Find every line in the data below that contains the word "lawn", and copy each one out in full.

## START Provided material

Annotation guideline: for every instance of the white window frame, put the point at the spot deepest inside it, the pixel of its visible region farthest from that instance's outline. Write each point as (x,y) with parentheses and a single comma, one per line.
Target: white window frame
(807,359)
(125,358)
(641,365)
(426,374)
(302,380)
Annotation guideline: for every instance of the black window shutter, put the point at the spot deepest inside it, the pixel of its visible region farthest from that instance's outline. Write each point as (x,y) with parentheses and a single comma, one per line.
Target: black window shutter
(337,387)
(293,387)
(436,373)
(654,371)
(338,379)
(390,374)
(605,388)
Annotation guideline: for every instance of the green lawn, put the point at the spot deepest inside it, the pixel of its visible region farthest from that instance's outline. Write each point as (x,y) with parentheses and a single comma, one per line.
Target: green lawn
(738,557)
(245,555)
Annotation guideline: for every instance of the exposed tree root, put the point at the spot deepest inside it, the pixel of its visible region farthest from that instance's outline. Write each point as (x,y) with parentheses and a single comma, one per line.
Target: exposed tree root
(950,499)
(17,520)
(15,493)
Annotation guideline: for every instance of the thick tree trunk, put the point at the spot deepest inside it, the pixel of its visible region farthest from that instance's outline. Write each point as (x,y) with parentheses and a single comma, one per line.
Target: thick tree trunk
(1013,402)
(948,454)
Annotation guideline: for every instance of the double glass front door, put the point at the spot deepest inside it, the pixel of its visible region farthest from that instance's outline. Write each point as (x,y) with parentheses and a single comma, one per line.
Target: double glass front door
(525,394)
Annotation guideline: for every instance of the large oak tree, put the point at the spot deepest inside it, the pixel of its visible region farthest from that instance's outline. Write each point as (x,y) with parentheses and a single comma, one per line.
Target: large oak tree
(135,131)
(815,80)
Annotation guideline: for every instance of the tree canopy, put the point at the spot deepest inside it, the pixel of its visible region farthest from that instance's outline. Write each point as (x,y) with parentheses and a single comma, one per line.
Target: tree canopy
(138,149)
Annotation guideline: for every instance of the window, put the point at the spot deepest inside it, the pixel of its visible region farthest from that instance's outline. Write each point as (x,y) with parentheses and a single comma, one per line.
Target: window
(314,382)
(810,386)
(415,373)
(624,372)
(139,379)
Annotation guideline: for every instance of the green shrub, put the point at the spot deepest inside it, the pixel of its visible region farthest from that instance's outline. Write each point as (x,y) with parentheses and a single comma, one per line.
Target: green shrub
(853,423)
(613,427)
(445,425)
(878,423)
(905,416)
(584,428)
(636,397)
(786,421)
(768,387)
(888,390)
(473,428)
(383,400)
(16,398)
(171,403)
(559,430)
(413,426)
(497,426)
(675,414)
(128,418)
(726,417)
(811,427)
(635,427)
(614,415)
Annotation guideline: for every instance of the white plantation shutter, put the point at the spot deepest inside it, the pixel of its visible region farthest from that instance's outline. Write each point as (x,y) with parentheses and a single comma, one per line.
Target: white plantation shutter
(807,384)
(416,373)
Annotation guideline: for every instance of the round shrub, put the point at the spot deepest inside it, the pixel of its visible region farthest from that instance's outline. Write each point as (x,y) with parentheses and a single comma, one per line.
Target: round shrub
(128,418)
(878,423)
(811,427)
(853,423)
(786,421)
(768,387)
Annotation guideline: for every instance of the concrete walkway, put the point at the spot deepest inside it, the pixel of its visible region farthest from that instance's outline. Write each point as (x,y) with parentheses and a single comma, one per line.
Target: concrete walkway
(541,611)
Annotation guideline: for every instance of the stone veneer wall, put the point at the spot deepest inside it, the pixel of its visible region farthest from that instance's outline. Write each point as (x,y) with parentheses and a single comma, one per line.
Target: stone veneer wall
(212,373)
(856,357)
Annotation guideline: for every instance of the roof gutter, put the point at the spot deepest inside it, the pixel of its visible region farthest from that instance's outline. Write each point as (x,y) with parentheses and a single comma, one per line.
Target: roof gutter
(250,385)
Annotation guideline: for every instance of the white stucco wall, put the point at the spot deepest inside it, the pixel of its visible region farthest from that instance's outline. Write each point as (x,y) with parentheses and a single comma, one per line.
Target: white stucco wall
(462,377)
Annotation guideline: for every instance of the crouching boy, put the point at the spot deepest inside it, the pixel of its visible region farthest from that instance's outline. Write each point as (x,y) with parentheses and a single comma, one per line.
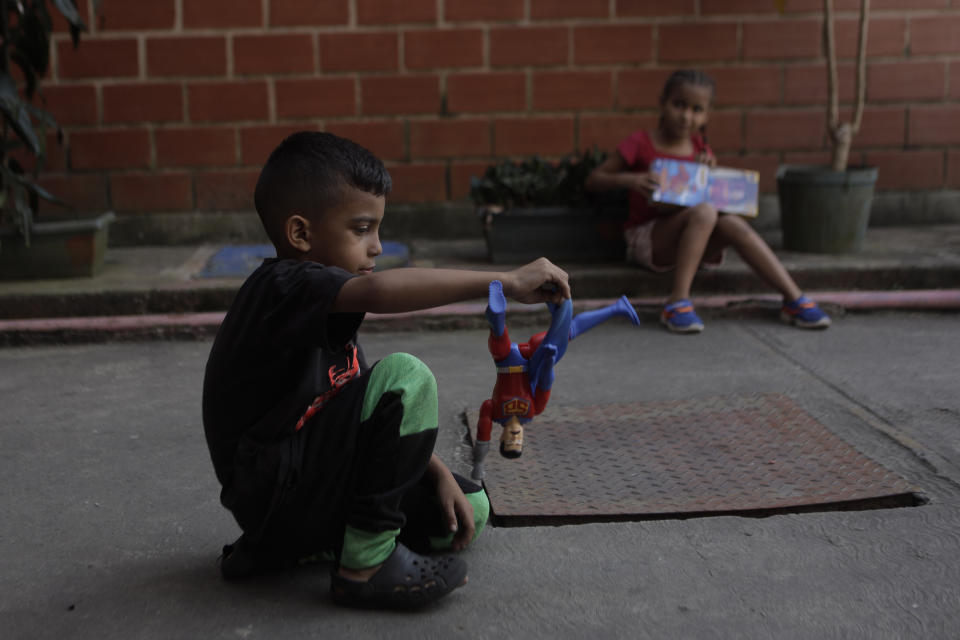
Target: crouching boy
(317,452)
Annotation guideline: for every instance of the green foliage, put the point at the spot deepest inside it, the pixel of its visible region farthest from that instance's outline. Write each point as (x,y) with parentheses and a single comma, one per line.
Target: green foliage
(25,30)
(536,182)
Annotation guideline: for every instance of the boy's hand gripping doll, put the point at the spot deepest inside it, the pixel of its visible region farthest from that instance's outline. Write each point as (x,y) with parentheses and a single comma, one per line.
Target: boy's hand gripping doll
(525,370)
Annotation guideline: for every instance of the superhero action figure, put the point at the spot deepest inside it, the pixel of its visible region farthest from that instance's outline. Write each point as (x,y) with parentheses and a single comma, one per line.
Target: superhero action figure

## END Provided material
## START Provided material

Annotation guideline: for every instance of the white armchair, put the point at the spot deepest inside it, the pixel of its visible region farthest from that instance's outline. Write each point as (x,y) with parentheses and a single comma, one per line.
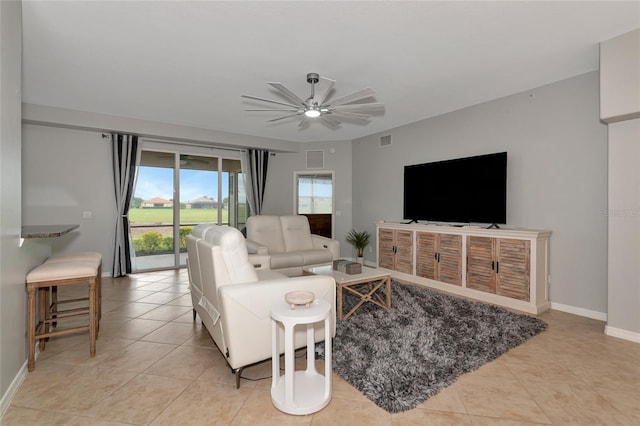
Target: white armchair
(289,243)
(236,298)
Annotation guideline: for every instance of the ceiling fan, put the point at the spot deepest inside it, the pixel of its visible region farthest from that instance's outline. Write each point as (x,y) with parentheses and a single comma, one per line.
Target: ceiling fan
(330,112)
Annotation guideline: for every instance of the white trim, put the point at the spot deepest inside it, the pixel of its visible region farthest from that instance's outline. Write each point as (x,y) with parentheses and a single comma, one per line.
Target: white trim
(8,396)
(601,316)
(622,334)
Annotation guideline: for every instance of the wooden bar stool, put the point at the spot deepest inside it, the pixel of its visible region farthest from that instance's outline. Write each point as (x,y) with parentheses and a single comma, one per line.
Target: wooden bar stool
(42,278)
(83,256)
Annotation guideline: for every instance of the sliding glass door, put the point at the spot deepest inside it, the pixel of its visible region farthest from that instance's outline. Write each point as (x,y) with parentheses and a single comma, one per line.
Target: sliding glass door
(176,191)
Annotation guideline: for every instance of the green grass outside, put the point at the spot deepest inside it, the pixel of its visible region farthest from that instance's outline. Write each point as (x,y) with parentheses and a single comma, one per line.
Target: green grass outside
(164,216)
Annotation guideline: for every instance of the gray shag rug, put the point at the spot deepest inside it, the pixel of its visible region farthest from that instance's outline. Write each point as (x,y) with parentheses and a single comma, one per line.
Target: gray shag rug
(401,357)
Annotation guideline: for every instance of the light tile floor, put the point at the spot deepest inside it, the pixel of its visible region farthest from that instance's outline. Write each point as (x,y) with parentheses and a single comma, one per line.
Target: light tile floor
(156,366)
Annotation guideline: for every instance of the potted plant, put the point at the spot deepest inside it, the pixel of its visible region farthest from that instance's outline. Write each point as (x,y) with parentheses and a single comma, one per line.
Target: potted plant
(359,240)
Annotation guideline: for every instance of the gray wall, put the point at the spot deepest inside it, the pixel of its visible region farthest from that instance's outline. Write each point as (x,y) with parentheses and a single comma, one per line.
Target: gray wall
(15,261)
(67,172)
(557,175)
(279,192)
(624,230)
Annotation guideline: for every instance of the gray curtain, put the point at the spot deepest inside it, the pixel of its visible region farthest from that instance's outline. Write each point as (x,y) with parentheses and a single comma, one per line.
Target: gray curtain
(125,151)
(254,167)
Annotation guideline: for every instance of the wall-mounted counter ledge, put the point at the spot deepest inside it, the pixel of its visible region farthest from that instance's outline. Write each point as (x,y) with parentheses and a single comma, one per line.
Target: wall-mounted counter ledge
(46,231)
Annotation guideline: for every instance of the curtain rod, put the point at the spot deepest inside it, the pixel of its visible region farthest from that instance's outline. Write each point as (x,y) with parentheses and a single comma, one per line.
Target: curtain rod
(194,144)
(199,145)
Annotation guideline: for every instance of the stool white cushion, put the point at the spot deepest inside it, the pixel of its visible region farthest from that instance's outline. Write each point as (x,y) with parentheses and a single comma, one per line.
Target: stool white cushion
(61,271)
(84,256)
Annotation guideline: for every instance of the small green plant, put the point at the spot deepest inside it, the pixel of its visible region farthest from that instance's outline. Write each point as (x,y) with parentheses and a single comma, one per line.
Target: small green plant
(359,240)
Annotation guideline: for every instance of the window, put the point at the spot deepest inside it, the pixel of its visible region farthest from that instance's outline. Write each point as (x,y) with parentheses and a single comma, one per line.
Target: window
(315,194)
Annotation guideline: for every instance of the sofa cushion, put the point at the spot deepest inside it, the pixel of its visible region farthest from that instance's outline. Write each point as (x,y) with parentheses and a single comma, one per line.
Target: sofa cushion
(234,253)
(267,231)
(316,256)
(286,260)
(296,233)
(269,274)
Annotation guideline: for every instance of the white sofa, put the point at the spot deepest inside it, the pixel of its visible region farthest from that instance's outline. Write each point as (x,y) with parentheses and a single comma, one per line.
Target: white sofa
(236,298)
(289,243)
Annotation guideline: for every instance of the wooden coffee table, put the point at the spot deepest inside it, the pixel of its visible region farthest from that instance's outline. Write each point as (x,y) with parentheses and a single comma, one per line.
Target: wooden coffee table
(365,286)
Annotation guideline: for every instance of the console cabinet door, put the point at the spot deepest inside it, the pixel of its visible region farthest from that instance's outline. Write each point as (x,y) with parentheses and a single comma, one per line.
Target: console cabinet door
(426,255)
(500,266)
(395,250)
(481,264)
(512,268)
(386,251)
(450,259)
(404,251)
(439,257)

## END Provided material

(Reply):
Annotation guideline: for every instance of the green lawn, put the point at the spot deepest inside it, the pixel of its visible region farthest from that instance's outline. Write each point as (x,y) with parentheses and a single comma, one per line.
Target: green lawn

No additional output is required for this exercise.